| SELECTED EXCERPT |

==================================================

Purpose of review: Obesity is a major risk factor for metabolic syndrome-related comorbidities such as insulin resistance, type-II diabetes, and nonalcoholic fatty liver disease (NAFLD). A wealth of evidence indicates that the associated pathologies of the metabolic syndrome are aggravated by the presence of a chronic state of ‘low-grade’ inflammation in the adipose tissue. This article discusses recent data implicating lipoxygenases and especially 5-lipoxygenase and its derived products, the leukotrienes, in mounting adipose tissue inflammation and related pathologies in obesity.
Recent findings: Overexpression of selected members of the 5-lipoxygenase pathway and increased leukotriene production are common findings in excessive visceral fat depots. In these conditions, 5-lipoxygenase products exert potent proinflammatory actions including induction of nuclear factor-κB and secretion of proinflammatory and insulin resistant adipokines (i.e., monocyte chemotactic protein-1, tumor necrosis factor-α, macrophage inflammatory protein-1γ, and interleukin-6) by adipose tissue. The 5-lipoxygenase pathway also plays a major role in mounting inflammation in hepatic tissue and has emerged as a pathogenic factor in obesity-induced NAFLD. Similar role in NAFLD has been proposed for the 12/15-lipoxygenase pathway.
Summary: Modulation of lipoxygenases represents a novel target in the prevention of adipose tissue and hepatic dysfunction related to the metabolic syndrome.

==================================================

| ENTRIES SUPPLIED |
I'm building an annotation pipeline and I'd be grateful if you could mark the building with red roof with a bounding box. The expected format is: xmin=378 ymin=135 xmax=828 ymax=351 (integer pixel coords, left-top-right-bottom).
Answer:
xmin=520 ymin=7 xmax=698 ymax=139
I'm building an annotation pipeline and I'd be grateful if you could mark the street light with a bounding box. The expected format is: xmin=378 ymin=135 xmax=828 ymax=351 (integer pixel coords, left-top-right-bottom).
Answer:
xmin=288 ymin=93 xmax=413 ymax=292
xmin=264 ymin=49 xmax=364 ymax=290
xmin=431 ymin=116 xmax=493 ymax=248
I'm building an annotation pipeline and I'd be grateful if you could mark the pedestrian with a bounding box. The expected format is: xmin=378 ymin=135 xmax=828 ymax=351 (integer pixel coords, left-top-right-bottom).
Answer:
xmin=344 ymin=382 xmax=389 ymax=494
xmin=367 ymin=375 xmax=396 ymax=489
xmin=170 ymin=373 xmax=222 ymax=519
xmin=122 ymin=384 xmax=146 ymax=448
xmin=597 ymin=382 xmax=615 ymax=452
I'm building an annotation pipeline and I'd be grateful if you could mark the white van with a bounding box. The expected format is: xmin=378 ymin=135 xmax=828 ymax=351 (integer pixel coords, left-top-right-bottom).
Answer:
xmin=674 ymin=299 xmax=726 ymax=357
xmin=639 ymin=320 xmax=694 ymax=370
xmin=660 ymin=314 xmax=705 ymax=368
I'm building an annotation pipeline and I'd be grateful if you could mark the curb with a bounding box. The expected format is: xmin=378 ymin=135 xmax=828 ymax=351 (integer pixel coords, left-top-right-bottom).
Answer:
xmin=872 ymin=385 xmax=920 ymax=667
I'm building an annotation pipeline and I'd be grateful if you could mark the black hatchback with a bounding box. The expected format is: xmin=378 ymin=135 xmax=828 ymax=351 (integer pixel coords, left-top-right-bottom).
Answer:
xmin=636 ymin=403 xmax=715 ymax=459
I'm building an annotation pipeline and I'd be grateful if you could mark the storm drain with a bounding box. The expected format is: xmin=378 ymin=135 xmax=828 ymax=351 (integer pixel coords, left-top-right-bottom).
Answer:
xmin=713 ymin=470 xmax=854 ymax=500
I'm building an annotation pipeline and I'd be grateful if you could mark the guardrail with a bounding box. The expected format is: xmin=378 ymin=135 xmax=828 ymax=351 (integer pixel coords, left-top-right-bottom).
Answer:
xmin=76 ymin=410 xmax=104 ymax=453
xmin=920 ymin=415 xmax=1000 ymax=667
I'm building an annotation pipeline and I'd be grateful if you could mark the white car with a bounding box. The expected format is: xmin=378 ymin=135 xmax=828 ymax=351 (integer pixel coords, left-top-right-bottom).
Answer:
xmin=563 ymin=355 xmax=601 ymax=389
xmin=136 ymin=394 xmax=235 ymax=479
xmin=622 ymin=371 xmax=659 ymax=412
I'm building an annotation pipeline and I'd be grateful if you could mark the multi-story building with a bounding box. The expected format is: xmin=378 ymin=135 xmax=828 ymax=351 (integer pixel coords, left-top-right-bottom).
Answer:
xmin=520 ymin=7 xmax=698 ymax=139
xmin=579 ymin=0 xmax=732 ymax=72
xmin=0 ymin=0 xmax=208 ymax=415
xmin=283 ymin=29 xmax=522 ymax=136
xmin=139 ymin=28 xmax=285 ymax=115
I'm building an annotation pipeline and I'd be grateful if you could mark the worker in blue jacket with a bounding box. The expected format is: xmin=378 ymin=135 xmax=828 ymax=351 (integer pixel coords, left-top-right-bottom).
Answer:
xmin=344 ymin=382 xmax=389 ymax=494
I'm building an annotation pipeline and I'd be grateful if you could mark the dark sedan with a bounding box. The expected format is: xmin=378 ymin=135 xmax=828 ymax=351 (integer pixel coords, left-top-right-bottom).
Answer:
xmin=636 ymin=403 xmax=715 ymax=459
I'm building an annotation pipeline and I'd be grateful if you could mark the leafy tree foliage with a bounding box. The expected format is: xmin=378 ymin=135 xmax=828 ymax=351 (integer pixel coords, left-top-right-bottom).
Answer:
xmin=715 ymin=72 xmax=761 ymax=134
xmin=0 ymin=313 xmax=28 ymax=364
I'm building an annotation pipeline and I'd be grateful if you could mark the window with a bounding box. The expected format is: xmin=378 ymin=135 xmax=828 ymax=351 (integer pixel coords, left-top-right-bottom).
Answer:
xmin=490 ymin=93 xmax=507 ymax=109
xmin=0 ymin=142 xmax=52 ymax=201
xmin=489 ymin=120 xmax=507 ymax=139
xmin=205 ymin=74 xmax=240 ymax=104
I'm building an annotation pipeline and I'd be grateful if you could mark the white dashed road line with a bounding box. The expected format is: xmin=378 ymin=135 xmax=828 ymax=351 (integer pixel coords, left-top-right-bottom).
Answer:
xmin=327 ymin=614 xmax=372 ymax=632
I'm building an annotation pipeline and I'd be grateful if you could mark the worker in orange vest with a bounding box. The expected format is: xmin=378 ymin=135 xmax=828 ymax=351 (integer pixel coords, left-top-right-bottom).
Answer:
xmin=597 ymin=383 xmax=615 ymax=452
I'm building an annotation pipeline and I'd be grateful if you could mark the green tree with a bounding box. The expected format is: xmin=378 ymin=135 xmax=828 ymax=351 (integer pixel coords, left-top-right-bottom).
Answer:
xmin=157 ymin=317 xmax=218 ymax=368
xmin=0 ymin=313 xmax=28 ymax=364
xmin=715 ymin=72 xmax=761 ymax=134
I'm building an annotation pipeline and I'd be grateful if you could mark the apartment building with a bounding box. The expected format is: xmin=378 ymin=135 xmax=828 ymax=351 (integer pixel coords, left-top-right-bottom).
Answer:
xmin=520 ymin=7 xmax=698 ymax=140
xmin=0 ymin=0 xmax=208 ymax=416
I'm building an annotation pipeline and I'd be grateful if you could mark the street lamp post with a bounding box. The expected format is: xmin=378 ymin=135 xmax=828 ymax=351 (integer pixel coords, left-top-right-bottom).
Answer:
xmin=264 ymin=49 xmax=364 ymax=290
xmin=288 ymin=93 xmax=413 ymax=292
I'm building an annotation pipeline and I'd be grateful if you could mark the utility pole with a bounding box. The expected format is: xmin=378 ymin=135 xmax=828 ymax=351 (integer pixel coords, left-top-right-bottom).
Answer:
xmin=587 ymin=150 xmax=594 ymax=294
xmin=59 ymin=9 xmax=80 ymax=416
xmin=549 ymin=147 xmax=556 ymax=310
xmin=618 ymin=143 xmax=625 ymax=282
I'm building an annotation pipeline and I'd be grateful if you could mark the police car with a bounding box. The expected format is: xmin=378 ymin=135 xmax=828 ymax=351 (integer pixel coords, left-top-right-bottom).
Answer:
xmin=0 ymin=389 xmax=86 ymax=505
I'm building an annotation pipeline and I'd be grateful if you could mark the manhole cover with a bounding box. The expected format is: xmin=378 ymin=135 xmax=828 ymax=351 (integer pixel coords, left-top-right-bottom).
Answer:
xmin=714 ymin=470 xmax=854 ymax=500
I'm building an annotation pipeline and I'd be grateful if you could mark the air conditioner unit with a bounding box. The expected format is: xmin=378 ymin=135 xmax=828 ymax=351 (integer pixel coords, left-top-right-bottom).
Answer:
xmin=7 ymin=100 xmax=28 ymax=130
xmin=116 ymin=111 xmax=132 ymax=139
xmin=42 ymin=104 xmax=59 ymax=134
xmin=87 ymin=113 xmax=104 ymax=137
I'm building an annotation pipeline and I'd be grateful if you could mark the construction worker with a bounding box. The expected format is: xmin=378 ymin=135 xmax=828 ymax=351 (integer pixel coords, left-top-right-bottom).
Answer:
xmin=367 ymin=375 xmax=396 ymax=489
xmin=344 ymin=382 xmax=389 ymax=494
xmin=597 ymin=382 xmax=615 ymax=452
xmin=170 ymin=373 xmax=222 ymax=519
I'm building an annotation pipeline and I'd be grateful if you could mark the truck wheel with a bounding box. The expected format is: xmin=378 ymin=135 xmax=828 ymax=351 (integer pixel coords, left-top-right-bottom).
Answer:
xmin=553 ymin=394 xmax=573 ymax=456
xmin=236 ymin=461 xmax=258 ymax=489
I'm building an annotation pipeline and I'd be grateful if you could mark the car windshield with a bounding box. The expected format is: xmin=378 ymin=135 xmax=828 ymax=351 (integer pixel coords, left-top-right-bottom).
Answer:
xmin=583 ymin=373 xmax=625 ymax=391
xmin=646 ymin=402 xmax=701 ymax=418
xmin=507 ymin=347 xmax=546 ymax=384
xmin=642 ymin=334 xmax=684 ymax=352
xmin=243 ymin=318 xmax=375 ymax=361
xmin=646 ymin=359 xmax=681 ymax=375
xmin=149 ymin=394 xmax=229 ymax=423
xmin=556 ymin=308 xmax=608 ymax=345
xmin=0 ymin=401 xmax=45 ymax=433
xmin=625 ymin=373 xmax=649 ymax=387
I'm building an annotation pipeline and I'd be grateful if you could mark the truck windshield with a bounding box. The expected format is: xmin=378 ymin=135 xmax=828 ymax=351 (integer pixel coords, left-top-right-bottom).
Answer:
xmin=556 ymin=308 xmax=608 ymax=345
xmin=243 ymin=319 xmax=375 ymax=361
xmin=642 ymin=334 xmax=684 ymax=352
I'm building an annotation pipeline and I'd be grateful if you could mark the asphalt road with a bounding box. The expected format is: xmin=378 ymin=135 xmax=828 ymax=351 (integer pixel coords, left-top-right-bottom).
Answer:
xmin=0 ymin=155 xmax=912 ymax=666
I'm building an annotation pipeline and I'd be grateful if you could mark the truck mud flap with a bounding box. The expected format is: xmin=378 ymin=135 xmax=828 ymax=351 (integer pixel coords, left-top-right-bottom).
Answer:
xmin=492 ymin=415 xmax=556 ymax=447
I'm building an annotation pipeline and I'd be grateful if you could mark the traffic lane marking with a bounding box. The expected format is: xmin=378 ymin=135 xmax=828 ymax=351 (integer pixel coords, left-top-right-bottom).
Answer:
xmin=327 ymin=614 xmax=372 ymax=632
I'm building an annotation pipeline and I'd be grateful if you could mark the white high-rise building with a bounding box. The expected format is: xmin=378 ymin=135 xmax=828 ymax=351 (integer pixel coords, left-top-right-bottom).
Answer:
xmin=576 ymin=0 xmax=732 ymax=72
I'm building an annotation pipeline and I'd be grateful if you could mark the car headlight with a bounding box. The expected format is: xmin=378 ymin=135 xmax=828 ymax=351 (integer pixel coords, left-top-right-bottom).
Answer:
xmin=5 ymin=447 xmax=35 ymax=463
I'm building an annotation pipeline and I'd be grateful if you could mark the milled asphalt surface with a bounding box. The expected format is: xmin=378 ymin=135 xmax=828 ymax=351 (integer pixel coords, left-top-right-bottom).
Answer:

==================================================

| PROBLEM DETAILS |
In the abstract on lipoxygenases and obesity, which pathway besides 5-lipoxygenase has been proposed to play a similar role in NAFLD?

| RESPONSE TO THE TASK |
The 12/15-lipoxygenase pathway.